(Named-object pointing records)
>> BEGIN

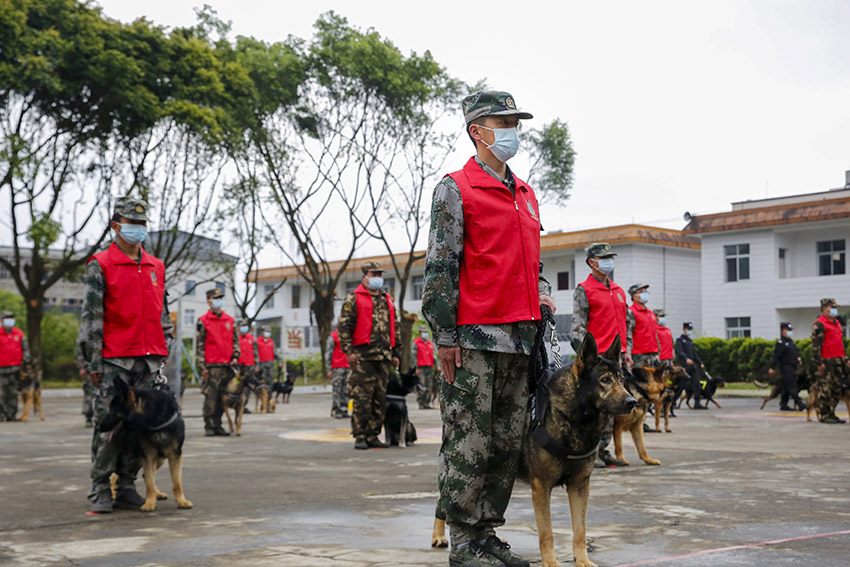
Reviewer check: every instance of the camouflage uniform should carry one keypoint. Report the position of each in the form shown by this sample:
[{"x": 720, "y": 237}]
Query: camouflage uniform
[
  {"x": 113, "y": 453},
  {"x": 834, "y": 378},
  {"x": 484, "y": 409},
  {"x": 219, "y": 375},
  {"x": 367, "y": 382},
  {"x": 430, "y": 386},
  {"x": 10, "y": 380},
  {"x": 339, "y": 382}
]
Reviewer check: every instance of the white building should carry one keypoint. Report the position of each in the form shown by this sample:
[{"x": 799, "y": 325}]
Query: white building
[
  {"x": 771, "y": 261},
  {"x": 665, "y": 259}
]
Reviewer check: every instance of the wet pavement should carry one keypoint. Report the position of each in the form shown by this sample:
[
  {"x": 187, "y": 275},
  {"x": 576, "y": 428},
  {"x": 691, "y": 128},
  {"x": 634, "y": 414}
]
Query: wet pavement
[{"x": 737, "y": 486}]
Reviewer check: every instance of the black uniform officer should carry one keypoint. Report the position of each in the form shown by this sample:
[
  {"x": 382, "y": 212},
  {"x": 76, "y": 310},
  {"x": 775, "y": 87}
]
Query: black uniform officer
[
  {"x": 786, "y": 356},
  {"x": 687, "y": 357}
]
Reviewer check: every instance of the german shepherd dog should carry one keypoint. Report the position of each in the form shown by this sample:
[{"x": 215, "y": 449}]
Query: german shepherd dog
[
  {"x": 671, "y": 377},
  {"x": 151, "y": 416},
  {"x": 235, "y": 396},
  {"x": 397, "y": 427},
  {"x": 581, "y": 399},
  {"x": 647, "y": 386},
  {"x": 30, "y": 394},
  {"x": 803, "y": 383}
]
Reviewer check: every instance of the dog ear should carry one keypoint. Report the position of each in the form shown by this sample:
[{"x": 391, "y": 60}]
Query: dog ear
[
  {"x": 613, "y": 352},
  {"x": 587, "y": 353}
]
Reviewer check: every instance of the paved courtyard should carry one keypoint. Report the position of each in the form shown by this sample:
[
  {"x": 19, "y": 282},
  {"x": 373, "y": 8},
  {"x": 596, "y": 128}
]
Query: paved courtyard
[{"x": 737, "y": 486}]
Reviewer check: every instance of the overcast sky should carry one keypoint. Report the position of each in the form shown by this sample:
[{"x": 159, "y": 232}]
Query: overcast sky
[{"x": 673, "y": 106}]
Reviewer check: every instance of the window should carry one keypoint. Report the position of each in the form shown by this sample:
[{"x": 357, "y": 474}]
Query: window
[
  {"x": 737, "y": 327},
  {"x": 737, "y": 262},
  {"x": 269, "y": 291},
  {"x": 831, "y": 259},
  {"x": 418, "y": 286}
]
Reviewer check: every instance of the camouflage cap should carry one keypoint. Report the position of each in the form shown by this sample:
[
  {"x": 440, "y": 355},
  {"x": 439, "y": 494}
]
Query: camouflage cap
[
  {"x": 599, "y": 250},
  {"x": 215, "y": 292},
  {"x": 637, "y": 287},
  {"x": 372, "y": 266},
  {"x": 490, "y": 103},
  {"x": 133, "y": 209}
]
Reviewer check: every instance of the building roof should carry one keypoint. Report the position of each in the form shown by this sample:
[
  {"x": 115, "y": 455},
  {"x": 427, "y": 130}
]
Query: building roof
[
  {"x": 776, "y": 215},
  {"x": 629, "y": 233}
]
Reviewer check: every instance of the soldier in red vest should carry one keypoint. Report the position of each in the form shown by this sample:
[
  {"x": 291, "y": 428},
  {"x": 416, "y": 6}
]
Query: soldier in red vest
[
  {"x": 267, "y": 354},
  {"x": 599, "y": 308},
  {"x": 14, "y": 353},
  {"x": 338, "y": 369},
  {"x": 125, "y": 334},
  {"x": 665, "y": 339},
  {"x": 482, "y": 297},
  {"x": 217, "y": 351},
  {"x": 426, "y": 358},
  {"x": 368, "y": 335},
  {"x": 830, "y": 359},
  {"x": 642, "y": 327}
]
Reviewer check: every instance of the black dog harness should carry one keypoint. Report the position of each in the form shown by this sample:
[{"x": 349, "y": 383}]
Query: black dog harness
[{"x": 539, "y": 378}]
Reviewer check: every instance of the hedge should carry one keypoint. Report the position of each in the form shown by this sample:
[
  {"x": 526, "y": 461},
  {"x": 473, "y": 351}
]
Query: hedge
[{"x": 745, "y": 359}]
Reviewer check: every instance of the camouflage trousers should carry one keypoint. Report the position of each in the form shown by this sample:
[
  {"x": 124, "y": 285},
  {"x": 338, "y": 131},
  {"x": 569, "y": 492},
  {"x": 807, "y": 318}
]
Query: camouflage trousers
[
  {"x": 426, "y": 378},
  {"x": 649, "y": 360},
  {"x": 339, "y": 388},
  {"x": 9, "y": 385},
  {"x": 88, "y": 398},
  {"x": 115, "y": 453},
  {"x": 213, "y": 390},
  {"x": 367, "y": 386},
  {"x": 828, "y": 386},
  {"x": 484, "y": 415}
]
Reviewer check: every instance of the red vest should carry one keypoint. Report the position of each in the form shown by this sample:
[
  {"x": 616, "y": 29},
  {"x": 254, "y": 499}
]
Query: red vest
[
  {"x": 132, "y": 304},
  {"x": 665, "y": 337},
  {"x": 607, "y": 317},
  {"x": 833, "y": 338},
  {"x": 246, "y": 349},
  {"x": 11, "y": 347},
  {"x": 218, "y": 346},
  {"x": 644, "y": 335},
  {"x": 339, "y": 360},
  {"x": 266, "y": 349},
  {"x": 363, "y": 329},
  {"x": 424, "y": 352},
  {"x": 501, "y": 250}
]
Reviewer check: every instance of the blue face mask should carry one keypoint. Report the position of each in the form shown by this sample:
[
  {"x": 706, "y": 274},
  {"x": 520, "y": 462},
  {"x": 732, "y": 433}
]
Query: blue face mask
[
  {"x": 133, "y": 233},
  {"x": 506, "y": 143},
  {"x": 606, "y": 265}
]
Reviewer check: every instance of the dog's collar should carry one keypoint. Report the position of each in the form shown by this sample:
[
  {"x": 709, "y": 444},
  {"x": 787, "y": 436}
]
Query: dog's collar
[
  {"x": 539, "y": 404},
  {"x": 171, "y": 420}
]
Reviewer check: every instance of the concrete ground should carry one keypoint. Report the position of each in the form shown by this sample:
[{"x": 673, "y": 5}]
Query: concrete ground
[{"x": 737, "y": 486}]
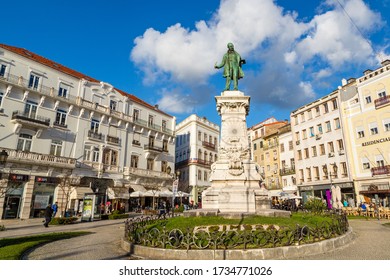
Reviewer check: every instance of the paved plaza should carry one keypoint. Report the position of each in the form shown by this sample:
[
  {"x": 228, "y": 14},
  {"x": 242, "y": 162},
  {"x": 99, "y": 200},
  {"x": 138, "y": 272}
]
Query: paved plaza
[{"x": 371, "y": 242}]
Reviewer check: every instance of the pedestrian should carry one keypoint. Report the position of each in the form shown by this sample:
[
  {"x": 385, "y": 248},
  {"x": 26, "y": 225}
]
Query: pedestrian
[
  {"x": 55, "y": 208},
  {"x": 48, "y": 215}
]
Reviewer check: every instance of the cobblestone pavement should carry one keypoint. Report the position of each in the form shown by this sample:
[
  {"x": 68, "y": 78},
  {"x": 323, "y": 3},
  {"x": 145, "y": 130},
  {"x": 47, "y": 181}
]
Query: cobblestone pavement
[{"x": 371, "y": 242}]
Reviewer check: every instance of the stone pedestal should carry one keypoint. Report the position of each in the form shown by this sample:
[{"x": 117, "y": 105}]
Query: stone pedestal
[{"x": 234, "y": 177}]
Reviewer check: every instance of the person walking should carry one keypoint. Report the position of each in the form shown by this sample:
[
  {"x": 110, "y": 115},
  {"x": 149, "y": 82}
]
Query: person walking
[{"x": 48, "y": 215}]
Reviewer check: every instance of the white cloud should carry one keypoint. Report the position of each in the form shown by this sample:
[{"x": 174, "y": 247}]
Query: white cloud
[{"x": 285, "y": 56}]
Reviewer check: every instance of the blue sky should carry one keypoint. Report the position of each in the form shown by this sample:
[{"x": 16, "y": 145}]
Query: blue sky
[{"x": 164, "y": 51}]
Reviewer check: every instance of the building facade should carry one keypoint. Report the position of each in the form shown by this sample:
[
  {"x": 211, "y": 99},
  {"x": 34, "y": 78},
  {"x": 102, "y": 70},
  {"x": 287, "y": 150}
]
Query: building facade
[
  {"x": 67, "y": 134},
  {"x": 366, "y": 107},
  {"x": 321, "y": 160},
  {"x": 197, "y": 142}
]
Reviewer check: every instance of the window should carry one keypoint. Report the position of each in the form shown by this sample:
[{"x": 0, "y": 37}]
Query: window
[
  {"x": 134, "y": 161},
  {"x": 164, "y": 166},
  {"x": 317, "y": 111},
  {"x": 337, "y": 123},
  {"x": 136, "y": 115},
  {"x": 334, "y": 103},
  {"x": 340, "y": 145},
  {"x": 311, "y": 131},
  {"x": 386, "y": 124},
  {"x": 299, "y": 155},
  {"x": 30, "y": 110},
  {"x": 149, "y": 164},
  {"x": 33, "y": 82},
  {"x": 151, "y": 121},
  {"x": 63, "y": 90},
  {"x": 113, "y": 105},
  {"x": 330, "y": 147},
  {"x": 319, "y": 129},
  {"x": 365, "y": 163},
  {"x": 326, "y": 108},
  {"x": 60, "y": 118},
  {"x": 165, "y": 145},
  {"x": 328, "y": 126},
  {"x": 322, "y": 149},
  {"x": 2, "y": 70},
  {"x": 314, "y": 151},
  {"x": 373, "y": 128},
  {"x": 24, "y": 142},
  {"x": 56, "y": 147},
  {"x": 382, "y": 94},
  {"x": 95, "y": 126},
  {"x": 360, "y": 132},
  {"x": 306, "y": 152}
]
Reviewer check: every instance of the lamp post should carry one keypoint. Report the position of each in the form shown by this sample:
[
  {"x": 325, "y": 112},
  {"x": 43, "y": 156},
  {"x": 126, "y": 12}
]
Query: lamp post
[{"x": 174, "y": 190}]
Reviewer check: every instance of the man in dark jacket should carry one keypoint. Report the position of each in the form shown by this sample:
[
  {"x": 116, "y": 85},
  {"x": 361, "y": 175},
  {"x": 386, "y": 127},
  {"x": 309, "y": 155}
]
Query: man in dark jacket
[{"x": 48, "y": 215}]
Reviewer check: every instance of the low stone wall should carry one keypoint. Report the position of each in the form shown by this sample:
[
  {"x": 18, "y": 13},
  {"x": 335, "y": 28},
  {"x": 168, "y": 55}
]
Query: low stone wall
[{"x": 287, "y": 252}]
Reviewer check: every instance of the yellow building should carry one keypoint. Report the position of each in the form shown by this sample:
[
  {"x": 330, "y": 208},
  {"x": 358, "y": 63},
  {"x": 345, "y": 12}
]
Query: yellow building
[{"x": 366, "y": 118}]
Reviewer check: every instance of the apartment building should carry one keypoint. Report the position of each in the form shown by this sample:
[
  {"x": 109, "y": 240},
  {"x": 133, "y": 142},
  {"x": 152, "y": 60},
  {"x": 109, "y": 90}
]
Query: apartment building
[
  {"x": 197, "y": 142},
  {"x": 287, "y": 159},
  {"x": 321, "y": 159},
  {"x": 67, "y": 134},
  {"x": 366, "y": 107},
  {"x": 265, "y": 151}
]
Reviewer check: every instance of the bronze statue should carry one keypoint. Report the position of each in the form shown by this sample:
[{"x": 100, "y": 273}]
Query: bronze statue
[{"x": 232, "y": 67}]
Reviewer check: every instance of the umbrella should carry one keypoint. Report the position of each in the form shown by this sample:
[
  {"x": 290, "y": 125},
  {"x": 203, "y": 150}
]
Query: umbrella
[{"x": 137, "y": 194}]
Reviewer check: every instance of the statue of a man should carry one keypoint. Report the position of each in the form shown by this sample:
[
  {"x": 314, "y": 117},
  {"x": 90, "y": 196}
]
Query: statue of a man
[{"x": 232, "y": 67}]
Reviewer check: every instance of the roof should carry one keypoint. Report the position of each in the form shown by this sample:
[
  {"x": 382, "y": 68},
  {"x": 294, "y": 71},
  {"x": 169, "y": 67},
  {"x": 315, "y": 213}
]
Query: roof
[{"x": 57, "y": 66}]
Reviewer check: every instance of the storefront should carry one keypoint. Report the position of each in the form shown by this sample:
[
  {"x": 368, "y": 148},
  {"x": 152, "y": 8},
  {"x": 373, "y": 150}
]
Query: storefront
[
  {"x": 14, "y": 196},
  {"x": 43, "y": 194}
]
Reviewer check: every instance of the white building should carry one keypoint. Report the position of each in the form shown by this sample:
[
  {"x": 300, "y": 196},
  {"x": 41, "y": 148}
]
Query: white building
[
  {"x": 57, "y": 124},
  {"x": 320, "y": 155},
  {"x": 196, "y": 149}
]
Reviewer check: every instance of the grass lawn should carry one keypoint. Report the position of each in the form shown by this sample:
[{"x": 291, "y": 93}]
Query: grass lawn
[
  {"x": 13, "y": 248},
  {"x": 297, "y": 218}
]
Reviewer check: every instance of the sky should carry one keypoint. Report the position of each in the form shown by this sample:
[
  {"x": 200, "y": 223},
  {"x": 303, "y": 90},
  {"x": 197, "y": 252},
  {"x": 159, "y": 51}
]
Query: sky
[{"x": 164, "y": 51}]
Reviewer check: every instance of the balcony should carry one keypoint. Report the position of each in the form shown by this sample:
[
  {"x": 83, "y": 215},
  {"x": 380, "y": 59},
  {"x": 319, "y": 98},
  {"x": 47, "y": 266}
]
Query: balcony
[
  {"x": 287, "y": 171},
  {"x": 145, "y": 173},
  {"x": 208, "y": 145},
  {"x": 381, "y": 102},
  {"x": 154, "y": 148},
  {"x": 30, "y": 119},
  {"x": 113, "y": 140},
  {"x": 381, "y": 170},
  {"x": 40, "y": 159},
  {"x": 199, "y": 161},
  {"x": 95, "y": 136}
]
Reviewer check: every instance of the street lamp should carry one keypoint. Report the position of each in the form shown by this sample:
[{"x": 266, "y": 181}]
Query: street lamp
[
  {"x": 175, "y": 187},
  {"x": 3, "y": 157}
]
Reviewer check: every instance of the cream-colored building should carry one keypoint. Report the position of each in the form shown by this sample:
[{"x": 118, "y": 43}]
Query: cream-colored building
[
  {"x": 67, "y": 134},
  {"x": 321, "y": 159},
  {"x": 197, "y": 142},
  {"x": 366, "y": 110}
]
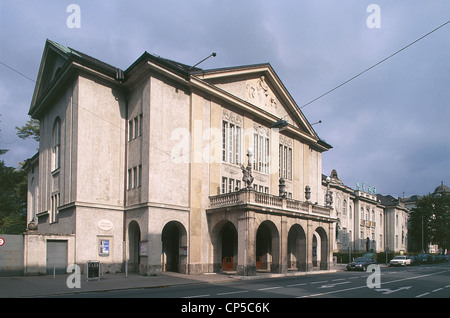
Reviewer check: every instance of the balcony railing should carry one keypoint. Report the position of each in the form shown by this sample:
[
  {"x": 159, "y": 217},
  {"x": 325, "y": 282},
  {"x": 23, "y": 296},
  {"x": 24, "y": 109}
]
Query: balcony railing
[{"x": 264, "y": 200}]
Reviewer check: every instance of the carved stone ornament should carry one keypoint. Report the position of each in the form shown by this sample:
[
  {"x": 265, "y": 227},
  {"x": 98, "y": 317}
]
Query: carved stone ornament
[{"x": 232, "y": 117}]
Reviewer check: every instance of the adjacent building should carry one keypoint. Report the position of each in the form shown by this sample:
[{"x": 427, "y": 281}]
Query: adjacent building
[{"x": 367, "y": 221}]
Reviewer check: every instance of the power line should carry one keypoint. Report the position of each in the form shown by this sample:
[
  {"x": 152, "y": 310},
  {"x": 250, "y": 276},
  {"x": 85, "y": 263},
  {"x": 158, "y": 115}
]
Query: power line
[{"x": 371, "y": 67}]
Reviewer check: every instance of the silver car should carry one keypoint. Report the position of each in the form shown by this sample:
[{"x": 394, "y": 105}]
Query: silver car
[{"x": 400, "y": 261}]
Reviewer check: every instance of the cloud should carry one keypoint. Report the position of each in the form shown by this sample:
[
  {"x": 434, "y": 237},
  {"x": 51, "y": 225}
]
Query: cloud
[{"x": 388, "y": 127}]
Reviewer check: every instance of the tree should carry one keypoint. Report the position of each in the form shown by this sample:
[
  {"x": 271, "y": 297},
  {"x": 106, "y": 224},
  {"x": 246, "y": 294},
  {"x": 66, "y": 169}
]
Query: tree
[
  {"x": 29, "y": 130},
  {"x": 430, "y": 220},
  {"x": 13, "y": 199},
  {"x": 13, "y": 187}
]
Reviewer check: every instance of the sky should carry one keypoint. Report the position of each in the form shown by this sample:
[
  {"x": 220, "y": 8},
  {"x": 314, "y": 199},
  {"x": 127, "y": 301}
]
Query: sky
[{"x": 389, "y": 127}]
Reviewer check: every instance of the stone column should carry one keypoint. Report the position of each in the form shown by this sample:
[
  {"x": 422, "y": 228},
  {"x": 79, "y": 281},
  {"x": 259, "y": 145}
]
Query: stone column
[
  {"x": 283, "y": 266},
  {"x": 246, "y": 265},
  {"x": 309, "y": 241}
]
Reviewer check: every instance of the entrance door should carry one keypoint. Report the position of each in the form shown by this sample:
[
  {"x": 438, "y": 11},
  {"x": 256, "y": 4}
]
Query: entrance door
[
  {"x": 229, "y": 246},
  {"x": 56, "y": 257}
]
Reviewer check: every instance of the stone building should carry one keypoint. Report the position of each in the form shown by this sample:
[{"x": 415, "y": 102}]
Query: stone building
[
  {"x": 167, "y": 167},
  {"x": 366, "y": 221}
]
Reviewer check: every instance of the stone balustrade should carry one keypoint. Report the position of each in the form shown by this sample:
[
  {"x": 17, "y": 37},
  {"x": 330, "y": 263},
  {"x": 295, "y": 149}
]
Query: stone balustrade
[{"x": 266, "y": 201}]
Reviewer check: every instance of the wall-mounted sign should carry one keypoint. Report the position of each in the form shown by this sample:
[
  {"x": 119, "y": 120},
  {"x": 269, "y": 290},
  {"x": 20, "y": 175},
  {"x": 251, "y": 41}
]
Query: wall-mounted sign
[
  {"x": 105, "y": 225},
  {"x": 93, "y": 270},
  {"x": 103, "y": 247}
]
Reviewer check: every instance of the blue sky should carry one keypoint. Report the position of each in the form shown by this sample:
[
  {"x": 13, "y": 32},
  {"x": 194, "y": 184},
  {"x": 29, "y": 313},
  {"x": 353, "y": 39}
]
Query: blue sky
[{"x": 389, "y": 127}]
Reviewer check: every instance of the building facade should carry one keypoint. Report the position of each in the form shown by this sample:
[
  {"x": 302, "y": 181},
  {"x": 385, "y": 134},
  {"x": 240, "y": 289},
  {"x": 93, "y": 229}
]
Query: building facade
[
  {"x": 166, "y": 167},
  {"x": 367, "y": 221}
]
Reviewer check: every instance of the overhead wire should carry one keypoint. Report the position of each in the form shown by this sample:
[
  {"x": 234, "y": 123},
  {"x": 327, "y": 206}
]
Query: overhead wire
[
  {"x": 300, "y": 107},
  {"x": 371, "y": 67}
]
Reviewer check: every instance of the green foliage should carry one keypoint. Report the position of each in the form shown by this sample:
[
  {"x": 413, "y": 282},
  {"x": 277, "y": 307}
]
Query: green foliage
[{"x": 13, "y": 199}]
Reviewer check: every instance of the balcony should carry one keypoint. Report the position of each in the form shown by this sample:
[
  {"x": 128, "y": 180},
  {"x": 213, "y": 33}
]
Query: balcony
[{"x": 251, "y": 199}]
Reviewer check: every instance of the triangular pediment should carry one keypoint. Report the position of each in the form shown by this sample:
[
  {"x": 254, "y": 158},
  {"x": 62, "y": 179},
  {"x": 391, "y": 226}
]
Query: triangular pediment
[
  {"x": 53, "y": 60},
  {"x": 261, "y": 87}
]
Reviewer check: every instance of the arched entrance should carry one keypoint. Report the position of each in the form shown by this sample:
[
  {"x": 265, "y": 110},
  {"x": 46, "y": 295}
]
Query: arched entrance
[
  {"x": 297, "y": 248},
  {"x": 134, "y": 237},
  {"x": 267, "y": 247},
  {"x": 322, "y": 251},
  {"x": 174, "y": 247},
  {"x": 228, "y": 236}
]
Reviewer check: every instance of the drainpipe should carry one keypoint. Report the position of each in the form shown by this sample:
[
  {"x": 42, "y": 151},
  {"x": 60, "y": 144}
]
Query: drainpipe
[{"x": 120, "y": 77}]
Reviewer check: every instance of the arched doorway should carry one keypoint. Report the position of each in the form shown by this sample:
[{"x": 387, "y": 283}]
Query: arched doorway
[
  {"x": 267, "y": 247},
  {"x": 297, "y": 248},
  {"x": 134, "y": 237},
  {"x": 228, "y": 235},
  {"x": 322, "y": 251},
  {"x": 174, "y": 247}
]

>> END

** Directions **
Everything from the line containing "Reviewer check: every instance of the drainpipe" to the end of the data above should be quoted exactly, please, both ends included, and nothing outside that span.

** Response for this exercise **
Reviewer check: every instance of the drainpipe should carry one keypoint. Report the position of each in the form shown by this sample:
[
  {"x": 42, "y": 151},
  {"x": 60, "y": 144}
]
Query: drainpipe
[{"x": 120, "y": 77}]
Reviewer check: every instance of the arched doorway should carry one keypoint. Report the position of each in the form shown by this sample:
[{"x": 387, "y": 283}]
Query: arched doorway
[
  {"x": 267, "y": 247},
  {"x": 297, "y": 248},
  {"x": 134, "y": 237},
  {"x": 228, "y": 235},
  {"x": 322, "y": 251},
  {"x": 174, "y": 247}
]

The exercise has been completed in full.